** Opening Passage for review block **

With classical venues shuttered, audiences hunkered down for the foreseeable future, and arts organizations facing strong financial headwinds, the new season for Boston Lyric Opera will look like no other since the company’s founding in 1976. Yet BLO is nonetheless proceeding with a new artistic appointment and several new artistic initiatives including a roving opera truck. In an announcement on Tuesday, the company detailed these and other plans for its 2020-21 season.
The opera truck will be called BLO Street Stage, and the company will use it to bring solo and small-ensemble performances to neighborhood audiences in Boston and beyond. The company hopes to launch the project later this month, with performances extending through the fall and spring.
BLO will also launch a new platform for digital content called operabox.tv, which will be available not only for viewing on computers and mobile devices but also directly on televisions in a manner similar to other streaming services. For this virtual stage, BLO has replaced its originally announced productions with new offerings. The company’s staging of Philip Glass’s “The Fall of the House of Usher” (after the Poe short story), previously scheduled for live performances this fall, will now be filmed in a new cinematic version; composer Ellen Reid, who won the 2019 Pulitzer prize in music for her opera “p r i s m,” will collaborate with director James Darrah to create an eight-episode virtual opera entitled “Desert In,” set in a run-down motel in the American West; and a new series called “Retro+” will focus on archival performances from BLO seasons past. The primary content on operabox.tv will be accessible to subscribers or on a pay-per-view basis. The company will also continue offering free streaming content including a new Web series of conversations addressing issues in the classical and opera worlds, to be hosted by public radio journalist Celeste Headlee.

** Closing Passage for review block **

Summarize the article on Boston Lyric Opera's 2020-21 season in two sentences.

** Opening Available data block **

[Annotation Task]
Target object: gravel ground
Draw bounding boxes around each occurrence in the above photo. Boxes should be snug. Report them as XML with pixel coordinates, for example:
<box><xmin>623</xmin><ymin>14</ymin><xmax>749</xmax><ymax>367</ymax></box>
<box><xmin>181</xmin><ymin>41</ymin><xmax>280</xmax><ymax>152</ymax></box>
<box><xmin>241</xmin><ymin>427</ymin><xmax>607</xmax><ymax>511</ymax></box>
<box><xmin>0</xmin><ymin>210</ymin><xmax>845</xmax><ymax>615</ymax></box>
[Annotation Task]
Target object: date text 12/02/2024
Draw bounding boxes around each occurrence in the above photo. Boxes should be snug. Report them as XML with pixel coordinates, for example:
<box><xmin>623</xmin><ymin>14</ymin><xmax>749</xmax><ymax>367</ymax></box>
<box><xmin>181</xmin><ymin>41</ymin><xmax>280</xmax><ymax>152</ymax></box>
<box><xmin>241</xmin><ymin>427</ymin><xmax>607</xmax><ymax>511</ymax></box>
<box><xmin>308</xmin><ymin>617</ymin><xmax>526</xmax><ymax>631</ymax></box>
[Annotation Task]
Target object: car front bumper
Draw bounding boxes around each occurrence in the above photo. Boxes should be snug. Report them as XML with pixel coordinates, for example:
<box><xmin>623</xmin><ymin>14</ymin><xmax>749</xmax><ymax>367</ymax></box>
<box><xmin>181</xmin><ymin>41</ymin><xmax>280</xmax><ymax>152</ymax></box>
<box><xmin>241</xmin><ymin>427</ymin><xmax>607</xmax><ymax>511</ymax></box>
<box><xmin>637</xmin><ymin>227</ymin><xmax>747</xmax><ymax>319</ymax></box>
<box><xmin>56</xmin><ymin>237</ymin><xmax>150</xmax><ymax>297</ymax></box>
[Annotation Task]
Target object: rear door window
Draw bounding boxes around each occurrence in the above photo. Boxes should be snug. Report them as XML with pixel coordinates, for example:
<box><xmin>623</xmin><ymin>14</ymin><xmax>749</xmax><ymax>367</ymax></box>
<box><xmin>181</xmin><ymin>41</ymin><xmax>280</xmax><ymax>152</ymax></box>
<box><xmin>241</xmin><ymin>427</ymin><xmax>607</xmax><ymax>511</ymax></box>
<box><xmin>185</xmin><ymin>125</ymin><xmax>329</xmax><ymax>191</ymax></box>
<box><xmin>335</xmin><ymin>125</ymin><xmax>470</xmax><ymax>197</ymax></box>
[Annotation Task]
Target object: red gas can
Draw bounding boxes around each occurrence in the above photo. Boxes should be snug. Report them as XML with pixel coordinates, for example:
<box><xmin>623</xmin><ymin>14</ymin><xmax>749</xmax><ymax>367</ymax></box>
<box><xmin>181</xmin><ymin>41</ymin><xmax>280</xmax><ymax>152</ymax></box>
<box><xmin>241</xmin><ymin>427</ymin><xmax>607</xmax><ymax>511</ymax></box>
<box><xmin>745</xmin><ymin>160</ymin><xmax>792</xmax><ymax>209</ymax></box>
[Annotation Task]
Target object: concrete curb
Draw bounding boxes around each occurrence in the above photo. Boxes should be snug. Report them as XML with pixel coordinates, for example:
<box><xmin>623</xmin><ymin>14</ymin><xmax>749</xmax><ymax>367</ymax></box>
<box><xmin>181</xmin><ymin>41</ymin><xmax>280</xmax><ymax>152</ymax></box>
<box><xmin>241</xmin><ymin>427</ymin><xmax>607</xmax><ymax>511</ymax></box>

** Closing Available data block **

Task solution
Despite shuttered venues and financial headwinds, Boston Lyric Opera announced a 2020-21 season with a new artistic appointment and several new initiatives, including BLO Street Stage, a roving opera truck that will bring solo and small-ensemble performances to neighborhood audiences. The company will also launch operabox.tv, a digital platform viewable on computers, mobile devices and televisions, offering mostly subscription or pay-per-view content such as a cinematic version of Philip Glass's "The Fall of the House of Usher," the eight-episode virtual opera "Desert In" and the archival series "Retro+," alongside free streaming content.